>> Start Selected text
Store NumPy arrays with lazy loading and metadata access.

Overview

The <npy@> codec stores NumPy arrays as portable .npy files in object storage. On fetch, you get an NpyRef that provides metadata without downloading.

Key benefits: - Access shape, dtype, size without I/O - Lazy loading - download only when needed - Memory mapping - random access to large arrays - Safe bulk fetch - inspect before downloading - Portable .npy format

Quick Start

1. Configure a Store

import datajoint as dj

# Add store configuration
dj.config.object_storage.stores['mystore'] = {
    'protocol': 's3',
    'endpoint': 'localhost:9000',
    'bucket': 'my-bucket',
    'access_key': 'access_key',
    'secret_key': 'secret_key',
    'location': 'data',
}

Or in datajoint.json:

{
  "object_storage": {
    "stores": {
      "mystore": {
        "protocol": "s3",
        "endpoint": "s3.amazonaws.com",
        "bucket": "my-bucket",
        "location": "data"
      }
    }
  }
}

2. Define Table with <npy@>

@schema
class Recording(dj.Manual):
    definition = """
    recording_id : int32
    ---
    waveform : <npy@mystore>
    """

3. Insert Arrays

import numpy as np

Recording.insert1({
    'recording_id': 1,
    'waveform': np.random.randn(1000, 32),
})

4. Fetch with Lazy Loading

# Returns NpyRef, not array
ref = (Recording & 'recording_id=1').fetch1('waveform')

# Metadata without download
print(ref.shape)   # (1000, 32)
print(ref.dtype)   # float64

# Load when ready
arr = ref.load()

NpyRef Reference

Metadata Properties (No I/O)

ref.shape      # Tuple of dimensions
ref.dtype      # NumPy dtype
ref.ndim       # Number of dimensions
ref.size       # Total elements
ref.nbytes     # Total bytes
ref.path       # Storage path
ref.store      # Store name
ref.is_loaded  # Whether data is cached

Loading Methods

# Explicit load (recommended)
arr = ref.load()

# Via NumPy functions (auto-loads)
mean = np.mean(ref)
std = np.std(ref, axis=0)

# Via conversion (auto-loads)
arr = np.asarray(ref)

# Indexing (loads then indexes)
first_row = ref[0]
snippet = ref[100:200, :]

Memory Mapping

For large arrays, use mmap_mode to access data without loading it all into memory:

# Memory-mapped loading (random access)
arr = ref.load(mmap_mode='r')

# Only reads the portion you access
slice = arr[1000:2000, :]  # Efficient for large arrays

Modes: - 'r' - Read-only (recommended) - 'r+' - Read-write - 'c' - Copy-on-write (changes not saved)

Performance: - Local filesystem stores: mmaps directly (no copy) - Remote stores (S3): downloads to cache first, then mmaps

Common Patterns

Bulk Fetch with Filtering

# Fetch all - returns NpyRefs, not arrays
results = MyTable.to_dicts()
>> End Selected text
>> Start Material provided
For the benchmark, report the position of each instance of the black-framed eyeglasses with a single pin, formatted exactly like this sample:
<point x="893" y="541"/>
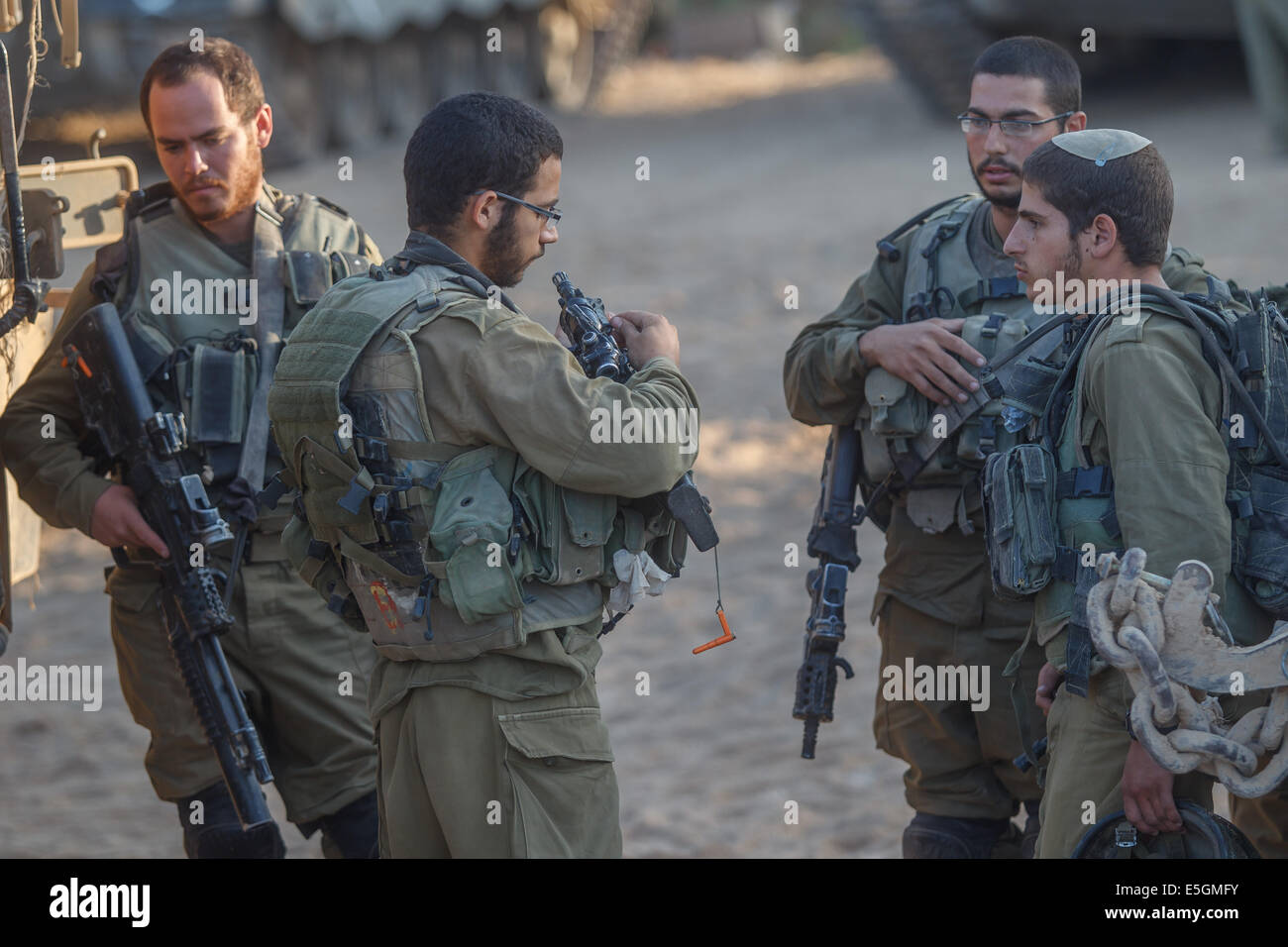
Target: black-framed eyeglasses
<point x="552" y="215"/>
<point x="1014" y="128"/>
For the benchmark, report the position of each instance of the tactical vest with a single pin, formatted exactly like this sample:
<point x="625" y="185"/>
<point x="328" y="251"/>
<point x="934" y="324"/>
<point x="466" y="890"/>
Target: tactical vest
<point x="442" y="552"/>
<point x="181" y="302"/>
<point x="1050" y="513"/>
<point x="944" y="278"/>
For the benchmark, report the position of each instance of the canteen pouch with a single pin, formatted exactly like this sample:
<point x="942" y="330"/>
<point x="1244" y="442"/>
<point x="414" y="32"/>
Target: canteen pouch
<point x="1019" y="514"/>
<point x="896" y="408"/>
<point x="314" y="564"/>
<point x="1262" y="567"/>
<point x="983" y="434"/>
<point x="1257" y="488"/>
<point x="572" y="528"/>
<point x="892" y="412"/>
<point x="215" y="388"/>
<point x="471" y="530"/>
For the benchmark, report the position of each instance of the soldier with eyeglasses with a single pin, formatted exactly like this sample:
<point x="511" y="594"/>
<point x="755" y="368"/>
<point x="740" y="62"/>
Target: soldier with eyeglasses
<point x="940" y="298"/>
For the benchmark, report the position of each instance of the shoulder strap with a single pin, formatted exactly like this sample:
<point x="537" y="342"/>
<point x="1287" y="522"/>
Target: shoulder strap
<point x="887" y="248"/>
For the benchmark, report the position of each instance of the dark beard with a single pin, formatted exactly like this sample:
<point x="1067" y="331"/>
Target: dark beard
<point x="243" y="189"/>
<point x="1005" y="200"/>
<point x="502" y="261"/>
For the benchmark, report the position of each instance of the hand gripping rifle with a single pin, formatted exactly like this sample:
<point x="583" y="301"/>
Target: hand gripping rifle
<point x="590" y="338"/>
<point x="147" y="444"/>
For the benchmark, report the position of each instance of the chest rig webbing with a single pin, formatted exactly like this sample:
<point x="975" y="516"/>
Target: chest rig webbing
<point x="202" y="324"/>
<point x="439" y="548"/>
<point x="952" y="273"/>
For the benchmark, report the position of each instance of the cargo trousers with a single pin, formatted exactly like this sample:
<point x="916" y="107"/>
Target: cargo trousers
<point x="960" y="761"/>
<point x="303" y="674"/>
<point x="464" y="774"/>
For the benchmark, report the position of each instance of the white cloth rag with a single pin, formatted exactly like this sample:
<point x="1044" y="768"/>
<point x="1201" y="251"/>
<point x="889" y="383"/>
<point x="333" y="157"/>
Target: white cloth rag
<point x="639" y="577"/>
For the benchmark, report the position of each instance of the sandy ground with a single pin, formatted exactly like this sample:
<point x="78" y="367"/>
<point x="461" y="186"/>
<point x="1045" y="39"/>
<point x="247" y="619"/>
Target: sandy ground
<point x="742" y="201"/>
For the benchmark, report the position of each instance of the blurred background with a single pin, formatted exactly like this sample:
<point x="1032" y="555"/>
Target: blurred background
<point x="781" y="141"/>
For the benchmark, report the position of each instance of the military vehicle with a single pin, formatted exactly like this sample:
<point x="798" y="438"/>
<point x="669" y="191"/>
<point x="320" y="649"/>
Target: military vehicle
<point x="52" y="206"/>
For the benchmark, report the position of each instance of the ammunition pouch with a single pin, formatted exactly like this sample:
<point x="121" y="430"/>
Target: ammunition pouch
<point x="1019" y="514"/>
<point x="894" y="412"/>
<point x="1257" y="486"/>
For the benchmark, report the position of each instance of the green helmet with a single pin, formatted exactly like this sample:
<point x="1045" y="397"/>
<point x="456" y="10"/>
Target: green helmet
<point x="1206" y="836"/>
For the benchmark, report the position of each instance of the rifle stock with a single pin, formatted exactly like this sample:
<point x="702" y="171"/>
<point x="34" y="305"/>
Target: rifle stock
<point x="147" y="444"/>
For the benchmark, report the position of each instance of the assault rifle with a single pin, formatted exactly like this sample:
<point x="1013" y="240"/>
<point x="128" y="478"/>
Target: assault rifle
<point x="831" y="539"/>
<point x="591" y="342"/>
<point x="147" y="444"/>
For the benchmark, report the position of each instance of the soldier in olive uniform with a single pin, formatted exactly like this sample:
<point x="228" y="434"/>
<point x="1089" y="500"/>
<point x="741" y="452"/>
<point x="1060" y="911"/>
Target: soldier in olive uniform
<point x="456" y="499"/>
<point x="898" y="338"/>
<point x="214" y="224"/>
<point x="1146" y="402"/>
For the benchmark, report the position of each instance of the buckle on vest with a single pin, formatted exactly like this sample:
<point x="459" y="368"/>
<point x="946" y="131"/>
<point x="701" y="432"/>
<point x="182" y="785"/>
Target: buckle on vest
<point x="987" y="436"/>
<point x="352" y="501"/>
<point x="370" y="449"/>
<point x="1240" y="508"/>
<point x="269" y="495"/>
<point x="519" y="530"/>
<point x="421" y="608"/>
<point x="1086" y="480"/>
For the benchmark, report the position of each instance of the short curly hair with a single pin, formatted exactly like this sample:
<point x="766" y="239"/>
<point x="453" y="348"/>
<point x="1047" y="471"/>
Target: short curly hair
<point x="230" y="63"/>
<point x="468" y="144"/>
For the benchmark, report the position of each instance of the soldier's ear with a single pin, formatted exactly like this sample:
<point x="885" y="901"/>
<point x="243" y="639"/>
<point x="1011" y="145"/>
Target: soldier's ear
<point x="1102" y="236"/>
<point x="483" y="210"/>
<point x="262" y="125"/>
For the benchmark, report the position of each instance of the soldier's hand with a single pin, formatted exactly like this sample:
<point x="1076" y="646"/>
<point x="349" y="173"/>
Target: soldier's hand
>> End Material provided
> _Work required_
Reproduce the part of the NumPy array storage guide starting with "Modes: - 'r'" and going on through "results = MyTable.to_dicts()", with no changes.

> _The completed task_
Modes: - 'r' - Read-only (recommended) - 'r+' - Read-write - 'c' - Copy-on-write (changes not saved)

Performance: - Local filesystem stores: mmaps directly (no copy) - Remote stores (S3): downloads to cache first, then mmaps

Common Patterns

Bulk Fetch with Filtering

# Fetch all - returns NpyRefs, not arrays
results = MyTable.to_dicts()